Task objective:
Every line from the line containing "shaped like <point>41,16</point>." through the final line below is to be repeated exactly; no other line is.

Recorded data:

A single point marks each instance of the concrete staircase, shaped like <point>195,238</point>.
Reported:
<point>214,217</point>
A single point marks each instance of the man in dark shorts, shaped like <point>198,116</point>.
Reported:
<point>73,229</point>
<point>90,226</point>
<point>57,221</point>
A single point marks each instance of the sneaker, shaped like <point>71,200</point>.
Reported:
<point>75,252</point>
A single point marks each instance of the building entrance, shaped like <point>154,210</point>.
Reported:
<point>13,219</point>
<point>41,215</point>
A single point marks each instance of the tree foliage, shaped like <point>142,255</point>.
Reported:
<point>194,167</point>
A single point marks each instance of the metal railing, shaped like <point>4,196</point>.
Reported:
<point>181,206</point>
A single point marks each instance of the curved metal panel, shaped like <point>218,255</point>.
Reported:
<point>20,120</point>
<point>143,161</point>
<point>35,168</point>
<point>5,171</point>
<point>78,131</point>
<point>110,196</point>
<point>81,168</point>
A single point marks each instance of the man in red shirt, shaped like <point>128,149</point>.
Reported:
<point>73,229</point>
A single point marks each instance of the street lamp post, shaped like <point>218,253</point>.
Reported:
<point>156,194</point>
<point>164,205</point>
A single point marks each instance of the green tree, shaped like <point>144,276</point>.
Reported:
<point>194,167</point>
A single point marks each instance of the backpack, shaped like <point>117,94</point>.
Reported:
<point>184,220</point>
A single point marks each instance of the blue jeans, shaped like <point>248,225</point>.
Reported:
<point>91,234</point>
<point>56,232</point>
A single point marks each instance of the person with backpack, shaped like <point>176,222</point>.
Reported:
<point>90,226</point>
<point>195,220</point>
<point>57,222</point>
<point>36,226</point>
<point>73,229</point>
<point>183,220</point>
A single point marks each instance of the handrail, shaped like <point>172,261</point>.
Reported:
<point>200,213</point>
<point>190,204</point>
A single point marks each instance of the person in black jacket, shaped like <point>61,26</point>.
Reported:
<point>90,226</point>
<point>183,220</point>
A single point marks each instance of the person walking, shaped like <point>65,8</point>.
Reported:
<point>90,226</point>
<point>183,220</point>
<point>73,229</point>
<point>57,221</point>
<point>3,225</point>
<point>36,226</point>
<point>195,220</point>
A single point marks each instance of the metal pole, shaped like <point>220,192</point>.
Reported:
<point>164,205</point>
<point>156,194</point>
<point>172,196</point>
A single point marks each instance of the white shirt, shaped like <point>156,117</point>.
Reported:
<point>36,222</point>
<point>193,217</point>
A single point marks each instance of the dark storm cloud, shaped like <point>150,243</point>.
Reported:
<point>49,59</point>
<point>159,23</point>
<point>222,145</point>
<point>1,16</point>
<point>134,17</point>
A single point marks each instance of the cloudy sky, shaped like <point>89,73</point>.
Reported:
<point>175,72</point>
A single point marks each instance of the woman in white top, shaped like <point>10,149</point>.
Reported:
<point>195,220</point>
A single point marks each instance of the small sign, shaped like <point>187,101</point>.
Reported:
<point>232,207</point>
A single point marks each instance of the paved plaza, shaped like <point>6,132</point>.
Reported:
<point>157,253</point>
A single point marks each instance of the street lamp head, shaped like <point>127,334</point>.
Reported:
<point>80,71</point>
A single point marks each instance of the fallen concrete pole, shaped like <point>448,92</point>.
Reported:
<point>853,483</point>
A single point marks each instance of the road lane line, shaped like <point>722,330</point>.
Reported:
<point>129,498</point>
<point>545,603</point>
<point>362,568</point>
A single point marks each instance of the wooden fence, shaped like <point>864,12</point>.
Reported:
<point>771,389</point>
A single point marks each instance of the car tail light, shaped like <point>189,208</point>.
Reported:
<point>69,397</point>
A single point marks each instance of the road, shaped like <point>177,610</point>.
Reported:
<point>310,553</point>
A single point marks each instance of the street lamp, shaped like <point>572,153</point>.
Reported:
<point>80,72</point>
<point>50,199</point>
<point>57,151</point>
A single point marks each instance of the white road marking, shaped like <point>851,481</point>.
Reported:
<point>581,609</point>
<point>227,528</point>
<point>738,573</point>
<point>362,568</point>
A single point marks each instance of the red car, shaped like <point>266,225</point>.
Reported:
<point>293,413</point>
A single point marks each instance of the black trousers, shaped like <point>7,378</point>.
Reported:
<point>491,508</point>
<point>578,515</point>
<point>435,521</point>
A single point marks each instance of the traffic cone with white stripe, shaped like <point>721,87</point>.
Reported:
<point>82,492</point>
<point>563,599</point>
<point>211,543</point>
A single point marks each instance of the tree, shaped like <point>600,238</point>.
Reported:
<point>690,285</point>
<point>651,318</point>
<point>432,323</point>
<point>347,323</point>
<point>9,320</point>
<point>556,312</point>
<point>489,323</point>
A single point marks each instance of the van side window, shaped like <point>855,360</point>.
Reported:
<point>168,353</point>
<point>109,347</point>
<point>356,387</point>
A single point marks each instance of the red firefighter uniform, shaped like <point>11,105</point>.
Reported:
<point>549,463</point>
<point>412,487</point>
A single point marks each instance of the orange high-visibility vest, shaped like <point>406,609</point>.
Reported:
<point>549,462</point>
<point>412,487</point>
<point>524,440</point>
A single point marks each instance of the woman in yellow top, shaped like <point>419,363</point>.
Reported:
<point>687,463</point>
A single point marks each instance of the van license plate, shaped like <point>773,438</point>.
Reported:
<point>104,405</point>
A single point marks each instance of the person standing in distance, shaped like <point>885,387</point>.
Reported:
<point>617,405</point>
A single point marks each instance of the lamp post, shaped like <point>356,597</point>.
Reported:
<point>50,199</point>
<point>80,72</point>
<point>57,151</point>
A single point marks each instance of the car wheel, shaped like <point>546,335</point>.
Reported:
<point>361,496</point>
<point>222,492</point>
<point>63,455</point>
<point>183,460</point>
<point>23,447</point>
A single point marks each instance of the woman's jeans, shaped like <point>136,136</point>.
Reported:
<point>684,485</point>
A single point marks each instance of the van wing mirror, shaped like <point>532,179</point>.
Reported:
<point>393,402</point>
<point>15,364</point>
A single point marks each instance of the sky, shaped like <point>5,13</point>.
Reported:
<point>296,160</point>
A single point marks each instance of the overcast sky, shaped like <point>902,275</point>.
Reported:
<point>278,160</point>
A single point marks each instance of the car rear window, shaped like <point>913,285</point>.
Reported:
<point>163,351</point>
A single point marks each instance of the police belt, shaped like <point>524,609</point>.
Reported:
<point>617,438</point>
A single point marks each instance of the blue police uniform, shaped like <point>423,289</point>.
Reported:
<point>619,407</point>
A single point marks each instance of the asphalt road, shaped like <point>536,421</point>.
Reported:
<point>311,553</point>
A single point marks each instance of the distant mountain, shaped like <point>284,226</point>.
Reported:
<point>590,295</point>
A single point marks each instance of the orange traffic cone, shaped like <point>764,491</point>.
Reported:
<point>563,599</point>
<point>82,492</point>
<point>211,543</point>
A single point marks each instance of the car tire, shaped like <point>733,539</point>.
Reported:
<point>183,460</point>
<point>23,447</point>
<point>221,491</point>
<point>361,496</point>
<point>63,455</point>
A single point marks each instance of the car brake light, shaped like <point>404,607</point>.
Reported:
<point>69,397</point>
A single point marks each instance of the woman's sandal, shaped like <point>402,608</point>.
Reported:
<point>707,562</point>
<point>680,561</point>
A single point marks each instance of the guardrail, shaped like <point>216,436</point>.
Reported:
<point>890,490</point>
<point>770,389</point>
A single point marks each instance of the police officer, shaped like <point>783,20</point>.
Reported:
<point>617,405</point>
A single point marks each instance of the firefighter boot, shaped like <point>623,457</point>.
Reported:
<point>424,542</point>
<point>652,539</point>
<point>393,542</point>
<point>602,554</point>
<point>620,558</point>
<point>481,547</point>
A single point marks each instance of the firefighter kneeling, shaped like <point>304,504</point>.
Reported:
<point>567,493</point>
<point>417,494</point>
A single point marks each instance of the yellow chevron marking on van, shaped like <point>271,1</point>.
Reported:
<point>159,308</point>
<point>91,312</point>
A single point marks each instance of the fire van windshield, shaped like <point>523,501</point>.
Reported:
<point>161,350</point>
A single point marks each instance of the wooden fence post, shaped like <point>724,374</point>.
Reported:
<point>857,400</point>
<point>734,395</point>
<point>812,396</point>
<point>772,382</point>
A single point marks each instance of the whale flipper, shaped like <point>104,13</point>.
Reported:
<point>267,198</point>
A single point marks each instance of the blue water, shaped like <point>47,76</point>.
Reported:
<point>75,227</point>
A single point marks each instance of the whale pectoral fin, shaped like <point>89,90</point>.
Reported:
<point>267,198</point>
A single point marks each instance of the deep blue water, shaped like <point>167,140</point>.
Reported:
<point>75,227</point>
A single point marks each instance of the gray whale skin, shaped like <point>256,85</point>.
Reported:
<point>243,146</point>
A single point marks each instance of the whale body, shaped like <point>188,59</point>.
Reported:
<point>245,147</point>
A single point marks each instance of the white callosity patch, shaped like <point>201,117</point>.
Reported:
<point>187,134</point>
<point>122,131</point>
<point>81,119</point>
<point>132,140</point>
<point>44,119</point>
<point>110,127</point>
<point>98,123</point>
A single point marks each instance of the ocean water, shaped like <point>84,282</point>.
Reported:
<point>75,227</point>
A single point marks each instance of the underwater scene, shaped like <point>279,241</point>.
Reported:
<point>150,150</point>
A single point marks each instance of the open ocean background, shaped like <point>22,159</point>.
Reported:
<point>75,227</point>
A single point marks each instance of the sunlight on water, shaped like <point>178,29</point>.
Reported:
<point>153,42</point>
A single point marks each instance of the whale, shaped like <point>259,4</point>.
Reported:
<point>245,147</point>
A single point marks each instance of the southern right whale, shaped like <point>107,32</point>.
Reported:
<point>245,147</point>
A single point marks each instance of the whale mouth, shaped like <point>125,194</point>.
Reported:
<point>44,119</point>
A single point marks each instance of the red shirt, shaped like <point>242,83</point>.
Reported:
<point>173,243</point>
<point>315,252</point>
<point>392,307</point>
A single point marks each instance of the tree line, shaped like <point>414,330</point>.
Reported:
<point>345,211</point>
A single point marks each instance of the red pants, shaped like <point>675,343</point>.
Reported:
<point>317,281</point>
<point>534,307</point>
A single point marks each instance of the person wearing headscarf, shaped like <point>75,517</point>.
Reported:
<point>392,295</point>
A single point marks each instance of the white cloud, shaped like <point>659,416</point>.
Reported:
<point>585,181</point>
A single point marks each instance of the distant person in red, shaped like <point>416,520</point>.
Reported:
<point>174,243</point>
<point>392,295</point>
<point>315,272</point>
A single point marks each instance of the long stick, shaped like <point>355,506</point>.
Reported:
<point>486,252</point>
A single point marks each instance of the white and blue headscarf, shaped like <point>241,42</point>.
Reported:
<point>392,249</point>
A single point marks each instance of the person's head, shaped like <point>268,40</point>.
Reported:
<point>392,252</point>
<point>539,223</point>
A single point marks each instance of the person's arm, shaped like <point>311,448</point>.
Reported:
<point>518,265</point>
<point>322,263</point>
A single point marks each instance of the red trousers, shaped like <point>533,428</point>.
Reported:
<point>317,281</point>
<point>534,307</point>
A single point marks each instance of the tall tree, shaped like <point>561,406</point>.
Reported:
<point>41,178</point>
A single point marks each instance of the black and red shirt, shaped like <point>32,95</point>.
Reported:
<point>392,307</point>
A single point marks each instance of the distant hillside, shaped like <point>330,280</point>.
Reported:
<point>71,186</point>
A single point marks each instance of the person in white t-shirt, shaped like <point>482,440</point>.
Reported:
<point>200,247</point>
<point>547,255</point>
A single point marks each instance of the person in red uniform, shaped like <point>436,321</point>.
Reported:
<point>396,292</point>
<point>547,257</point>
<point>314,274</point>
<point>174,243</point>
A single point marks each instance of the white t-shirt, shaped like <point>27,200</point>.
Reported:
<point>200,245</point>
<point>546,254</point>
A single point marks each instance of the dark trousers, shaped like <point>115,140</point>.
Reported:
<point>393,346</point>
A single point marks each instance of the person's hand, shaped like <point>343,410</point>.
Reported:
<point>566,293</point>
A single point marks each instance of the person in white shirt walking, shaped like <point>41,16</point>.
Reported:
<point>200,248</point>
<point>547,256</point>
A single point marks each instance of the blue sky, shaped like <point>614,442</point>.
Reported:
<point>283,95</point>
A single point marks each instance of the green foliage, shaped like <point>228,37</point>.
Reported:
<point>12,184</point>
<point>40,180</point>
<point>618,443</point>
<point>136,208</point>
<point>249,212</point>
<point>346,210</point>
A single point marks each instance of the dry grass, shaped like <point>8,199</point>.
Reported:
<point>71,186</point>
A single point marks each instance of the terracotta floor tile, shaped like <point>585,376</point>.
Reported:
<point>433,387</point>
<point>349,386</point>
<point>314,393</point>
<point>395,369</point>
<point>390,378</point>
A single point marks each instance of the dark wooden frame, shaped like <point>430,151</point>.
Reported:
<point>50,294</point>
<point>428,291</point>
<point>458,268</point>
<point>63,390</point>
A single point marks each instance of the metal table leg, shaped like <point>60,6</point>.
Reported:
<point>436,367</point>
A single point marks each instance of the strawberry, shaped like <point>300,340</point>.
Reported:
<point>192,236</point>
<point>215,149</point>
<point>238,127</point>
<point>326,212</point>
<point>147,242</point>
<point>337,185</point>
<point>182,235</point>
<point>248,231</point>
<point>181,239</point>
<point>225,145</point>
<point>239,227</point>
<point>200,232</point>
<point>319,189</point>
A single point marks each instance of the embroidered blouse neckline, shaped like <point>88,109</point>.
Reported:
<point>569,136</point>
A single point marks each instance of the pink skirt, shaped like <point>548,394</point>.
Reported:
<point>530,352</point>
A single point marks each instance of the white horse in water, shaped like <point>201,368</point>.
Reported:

Result for this exercise:
A single point marks each instance of the person in white shirt walking, shaped like <point>41,16</point>.
Reported:
<point>200,248</point>
<point>547,256</point>
A single point marks each instance of the blue sky, shaped like <point>614,442</point>.
Reported:
<point>283,95</point>
A single point marks each instance of the green foliage, shaped like <point>228,37</point>.
Reported:
<point>12,184</point>
<point>40,180</point>
<point>618,443</point>
<point>136,208</point>
<point>249,212</point>
<point>346,210</point>
A single point marks each instance of the dry grass, shaped like <point>8,199</point>.
Reported:
<point>71,186</point>
A single point marks each instance of the terracotta floor tile, shaped like <point>585,376</point>.
Reported:
<point>433,387</point>
<point>349,386</point>
<point>314,393</point>
<point>395,369</point>
<point>390,378</point>
A single point marks each instance of the dark wooden frame, shaped like <point>430,151</point>.
Reported:
<point>50,294</point>
<point>428,291</point>
<point>458,268</point>
<point>63,390</point>
A single point marks each instance of the metal table leg, shaped like <point>60,6</point>.
Reported:
<point>436,367</point>
A single point marks each instance of the strawberry, shaped like <point>300,340</point>.
Reported:
<point>192,236</point>
<point>215,149</point>
<point>238,127</point>
<point>326,212</point>
<point>147,242</point>
<point>337,185</point>
<point>182,235</point>
<point>248,231</point>
<point>181,239</point>
<point>225,145</point>
<point>239,227</point>
<point>200,232</point>
<point>319,189</point>
A single point marks each instance of the embroidered blouse neckline, shaped like <point>88,109</point>.
Reported:
<point>569,136</point>
A single point marks each instance of the pink skirt, shaped like <point>548,394</point>.
Reported:
<point>530,352</point>
A single point marks each instance of the white horse in water, shaped like <point>201,368</point>.
Reported:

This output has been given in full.